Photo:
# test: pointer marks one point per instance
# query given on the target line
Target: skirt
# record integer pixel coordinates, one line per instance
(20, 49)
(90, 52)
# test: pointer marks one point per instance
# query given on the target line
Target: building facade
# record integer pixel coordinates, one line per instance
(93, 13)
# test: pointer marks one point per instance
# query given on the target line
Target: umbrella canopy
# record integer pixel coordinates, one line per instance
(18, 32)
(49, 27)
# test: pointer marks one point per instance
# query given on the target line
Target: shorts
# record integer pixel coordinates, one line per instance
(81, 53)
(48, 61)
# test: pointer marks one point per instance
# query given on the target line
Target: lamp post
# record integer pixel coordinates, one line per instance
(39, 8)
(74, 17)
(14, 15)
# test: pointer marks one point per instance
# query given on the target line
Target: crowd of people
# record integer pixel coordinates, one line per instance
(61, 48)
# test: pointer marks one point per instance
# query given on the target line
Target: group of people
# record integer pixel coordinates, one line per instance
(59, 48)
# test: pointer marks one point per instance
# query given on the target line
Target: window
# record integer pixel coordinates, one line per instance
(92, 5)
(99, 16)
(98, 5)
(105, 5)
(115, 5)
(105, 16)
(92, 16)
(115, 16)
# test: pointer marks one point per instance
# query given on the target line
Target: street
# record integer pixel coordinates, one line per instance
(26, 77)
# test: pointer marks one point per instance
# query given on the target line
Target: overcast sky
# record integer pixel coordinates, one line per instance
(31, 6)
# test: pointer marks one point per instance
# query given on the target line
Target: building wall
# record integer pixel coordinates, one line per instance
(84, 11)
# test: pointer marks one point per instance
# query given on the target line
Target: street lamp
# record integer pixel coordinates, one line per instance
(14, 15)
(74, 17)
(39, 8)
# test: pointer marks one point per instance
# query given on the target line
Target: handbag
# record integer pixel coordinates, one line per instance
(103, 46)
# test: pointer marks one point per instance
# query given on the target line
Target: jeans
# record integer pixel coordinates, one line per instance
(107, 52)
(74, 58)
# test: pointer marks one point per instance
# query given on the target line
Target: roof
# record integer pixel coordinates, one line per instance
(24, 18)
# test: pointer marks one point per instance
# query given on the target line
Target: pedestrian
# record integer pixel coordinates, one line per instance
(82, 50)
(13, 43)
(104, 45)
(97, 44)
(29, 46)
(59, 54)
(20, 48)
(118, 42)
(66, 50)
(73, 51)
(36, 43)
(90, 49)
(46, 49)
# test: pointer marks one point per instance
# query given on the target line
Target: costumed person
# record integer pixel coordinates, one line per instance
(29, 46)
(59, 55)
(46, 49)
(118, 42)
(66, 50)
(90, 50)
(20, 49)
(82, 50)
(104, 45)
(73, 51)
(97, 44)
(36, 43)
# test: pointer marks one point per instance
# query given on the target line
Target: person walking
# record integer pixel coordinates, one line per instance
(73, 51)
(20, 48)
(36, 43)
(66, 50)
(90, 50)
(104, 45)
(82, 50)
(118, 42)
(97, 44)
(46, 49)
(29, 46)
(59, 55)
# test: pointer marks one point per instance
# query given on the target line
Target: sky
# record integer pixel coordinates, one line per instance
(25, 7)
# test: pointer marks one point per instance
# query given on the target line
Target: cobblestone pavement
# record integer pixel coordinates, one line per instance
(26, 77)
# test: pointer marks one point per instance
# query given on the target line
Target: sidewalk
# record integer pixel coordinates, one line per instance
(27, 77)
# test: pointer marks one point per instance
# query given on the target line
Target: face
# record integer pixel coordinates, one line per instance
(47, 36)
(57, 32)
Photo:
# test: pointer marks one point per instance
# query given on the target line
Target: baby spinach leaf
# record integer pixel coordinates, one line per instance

Work request >>
Whatever appears in the data above should be set down again exactly.

Exercise result >>
Photo:
# test: pointer marks one point per instance
# query given on the target line
Target: skirt
# record integer pixel coordinates, one line per instance
(20, 49)
(90, 52)
# test: pointer marks one point per instance
# query given on the target line
Target: building facade
# record integer pixel coordinates, one line per instance
(93, 13)
# test: pointer marks one point per instance
# query given on the target line
Target: umbrella canopy
# record integer pixel coordinates, one line per instance
(18, 32)
(49, 27)
# test: pointer marks one point per instance
# query given on the target line
Target: shorts
# record integer pixel coordinates, one line per instance
(81, 53)
(48, 61)
# test: pointer marks one point per instance
# query given on the target line
Target: lamp post
# record integer pixel coordinates, one line per instance
(39, 8)
(74, 17)
(14, 15)
# test: pointer marks one point per instance
# query given on the target line
Target: crowd of people
# record integer pixel coordinates, one line per instance
(61, 48)
# test: pointer marks one point per instance
# query given on the target line
Target: group of people
# record integer pixel coordinates, one line per instance
(59, 48)
# test: pointer marks one point per instance
# query given on the target line
Target: window
# record integer pixel coordinates, one line per instance
(92, 5)
(99, 16)
(98, 5)
(105, 5)
(115, 5)
(105, 16)
(92, 16)
(115, 16)
# test: pointer marks one point per instance
# query given on the target line
Target: street
# record integer pixel coordinates, one line per instance
(26, 77)
# test: pointer marks one point per instance
# query given on the target line
Target: overcast sky
# record integer pixel coordinates, one line per instance
(31, 6)
# test: pointer marks one point per instance
# query given on the target line
Target: building wall
# record integer pixel coordinates, one line per instance
(84, 11)
# test: pointer marks one point per instance
# query given on the target line
Target: street lamp
# record integer pixel coordinates, one line per instance
(14, 15)
(74, 17)
(39, 8)
# test: pointer marks one point per instance
# query given on the target line
Target: handbag
# record integer pixel coordinates, one line per instance
(103, 46)
# test: pointer marks one point per instance
# query given on the target line
Target: jeans
# record integer pixel coordinates, one line per instance
(107, 52)
(74, 58)
# test: pointer marks one point per instance
# query given on the target line
Target: roof
# record integer pixel coordinates, one line per instance
(24, 18)
# test: pointer marks one point per instance
# query given on the target line
Target: pedestrian
# record integer pixel coordinates, one line per instance
(82, 50)
(13, 43)
(104, 45)
(97, 44)
(29, 46)
(59, 54)
(20, 48)
(118, 42)
(66, 50)
(73, 51)
(36, 43)
(90, 49)
(46, 49)
# test: pointer marks one point per instance
# query given on the target line
Target: costumed person
# record integer pixel coordinates, one line per instance
(29, 46)
(59, 55)
(46, 49)
(118, 42)
(66, 50)
(90, 50)
(20, 49)
(82, 50)
(104, 45)
(73, 51)
(97, 44)
(36, 43)
# test: pointer marks one point per instance
# query given on the target line
Target: person walking
# record integer pixel coordinates, one line per instance
(73, 51)
(20, 48)
(36, 43)
(66, 50)
(90, 50)
(104, 45)
(82, 50)
(118, 42)
(97, 44)
(46, 49)
(29, 46)
(59, 55)
# test: pointer marks one point per instance
# query given on the target line
Target: sky
# record integer pixel coordinates, one line per instance
(25, 7)
# test: pointer marks one point per instance
# query given on the target line
Target: cobblestone pavement
# record integer pixel coordinates, one line per instance
(26, 77)
# test: pointer marks one point per instance
# query given on the target line
Target: sidewalk
# record integer pixel coordinates, one line per instance
(27, 77)
# test: pointer marks one point per instance
# query given on the target line
Target: face
# record integer pixel coordinates, one line per instance
(47, 36)
(57, 32)
Photo:
# test: pointer marks one point per instance
# query given on the target line
Target: baby spinach leaf
# record integer pixel coordinates, one line per instance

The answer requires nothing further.